*ACTIVITY 1*.
Answer these questions from the home schooling schedule post:
(a) What book does the writer get out at the beginning of the school year?
(b) When does the writer do the spreadsheet for each child's weekly schedule?
(c) What lesson was I. supposed to do last week but didn't get to?
*ACTIVITY 2*.
Please continue the home schooling schedule post from its last sentence.

━━ PAGE EXCERPT ━━

Home Schooling Schedule

I just finished writing the kids schedules for this week and thought I'd write about what we do, and how we do it.

Jason and I both teach the kids, so we needed a system that allowed us both to know what was going on at all times (or at least most of the time).

At the beginning of the school year I get out my trusty The Well-Trained Mind book, stare at my bookshelves for a while, and figure out what we want to do for the year. I write a list for each child of what I want them to accomplish by the end of the school year, listing the specific books, and then ordering them as necessary. I have to do this ... there's no way I'd remember otherwise. That list gets taped to the wall and largely ignored until someone finishes a book and we need to know what they do next ... then we just look at the list and voila ... couldn't be much easier. The lists get used at one other time ... when I'm writing the list I look at past lists to see what the other kids did at the same time. This year I only had to look at old schedules to figure out who was doing what ... and I had our annual schedule for four kids done in maybe 10 minutes. Below is last years annual schedule.
annualsched2.bmp

The kids generally do the same science and history, just with differing amounts of help from us, and we'll sometimes combine other subjects too, like M. and I. doing the same Writing Strands. Other than that their work is geared toward them and is usually not the same as what anyone else is doing.

Every Sunday evening I sit at the computer and do the spreadsheet for each child's weekly schedule. They each get their own schedule, which Jason and I keep on a clipboard. As they finish something it's checked off the schedule. The kids can look at their schedule and know exactly how much they have to do for the week and get ahead if they wish. K. is madly in love with the idea of getting checks on his schedule and that's really motivating him right now ... works for me! If the kids go to the shop on a school day they just grab their schedule and books and go.
annualsched.bmp

Now, with all these schedules it might seem like we're really rigid. We're not, at all. If a child doesn't get everything done, and there's a logical reason for that it just gets carried over to next weeks schedule. On I.'s schedule above he was supposed to do Writing Strands lesson 1 last week and didn't get to it, so it's now on this weeks schedule. There aren't that many lessons in the Writing Strands book, so it's no big deal if he doesn't do a lesson a week. But the schedules do work well for us, really well, and we'd be lost without them ... we know, we've tried and it was disasterous.

━━━
━━ DATA FOR REVIEW ━━

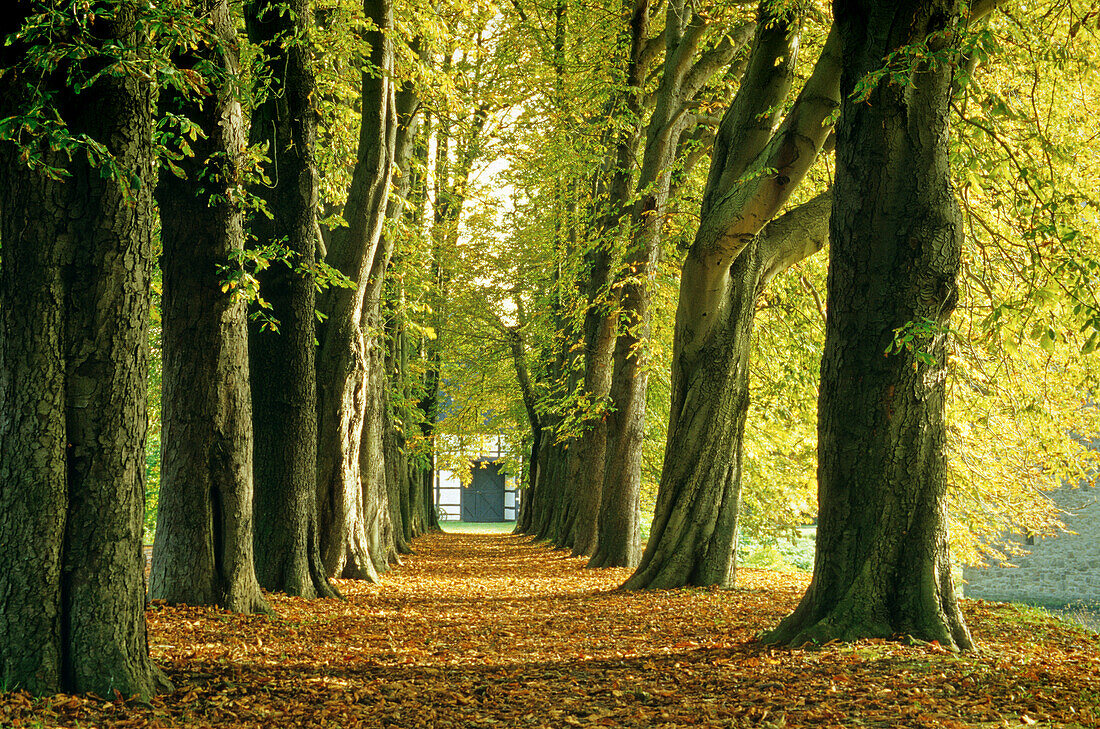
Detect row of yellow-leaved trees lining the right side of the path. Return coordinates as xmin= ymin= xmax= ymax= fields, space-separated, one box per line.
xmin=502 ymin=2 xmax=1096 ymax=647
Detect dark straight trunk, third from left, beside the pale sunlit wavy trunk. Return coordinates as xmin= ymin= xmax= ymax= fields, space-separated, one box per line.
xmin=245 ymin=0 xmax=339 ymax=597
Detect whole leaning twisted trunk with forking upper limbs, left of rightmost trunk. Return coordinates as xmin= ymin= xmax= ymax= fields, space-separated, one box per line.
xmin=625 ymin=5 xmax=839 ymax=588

━━━
━━ DATA FOR REVIEW ━━

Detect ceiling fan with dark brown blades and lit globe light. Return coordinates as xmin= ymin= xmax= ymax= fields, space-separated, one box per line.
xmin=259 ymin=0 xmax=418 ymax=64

━━━
━━ DATA FOR REVIEW ━━

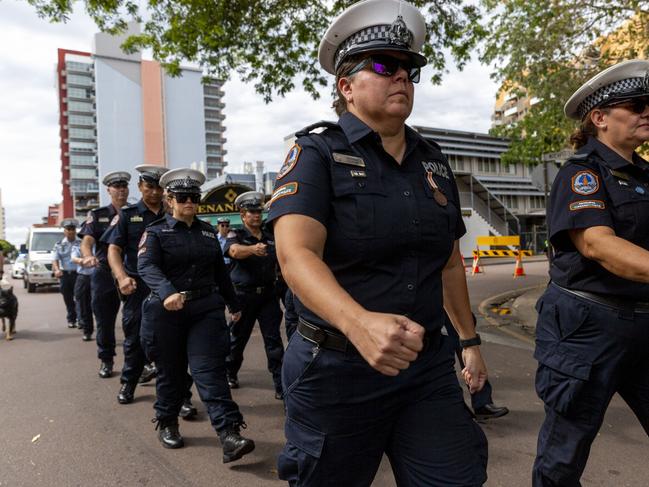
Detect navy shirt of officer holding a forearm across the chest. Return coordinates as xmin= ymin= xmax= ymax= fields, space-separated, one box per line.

━━━

*EXPECTED ANSWER 1*.
(a) The Well-Trained Mind
(b) Every Sunday evening
(c) Writing Strands lesson 1

*EXPECTED ANSWER 2*.
The kids each have 4 3 ring binders to store their work in - language arts, math, science, and history. Each binder is divided into sections as needed. Newly completed work goes in on top of the correct section. At the end of the year when it's time to be reviewed we grab the binders and go out the door. As long as we've kept up with filing the work we're all set and everything we need is right there. This past year we didn't keep up with the filing and it took a good morning to do half a years worth of organizing. After reviews we pull the old work out of the math and language arts binders and start filling them again with new stuff. Science and history we don't pull, we just keep adding to those binders.

Once upon a time I splurged on a kitchen island for myself, our kitchen is large and there's never enough counter space for all of us, so the island seemed like a great thing to have. Well, that's what we store their school books on. One pile for each child. And I've never cut or cooked anything on that island. It stays pressed up against a wall and covered in books. It didn't take long to realize I was never getting that island back so I got a bigger, better one that no one is allowed to put anything on.

This was supposes to be short and quick. Ooops. Well, I hope it was helpful to someone.

Any questions?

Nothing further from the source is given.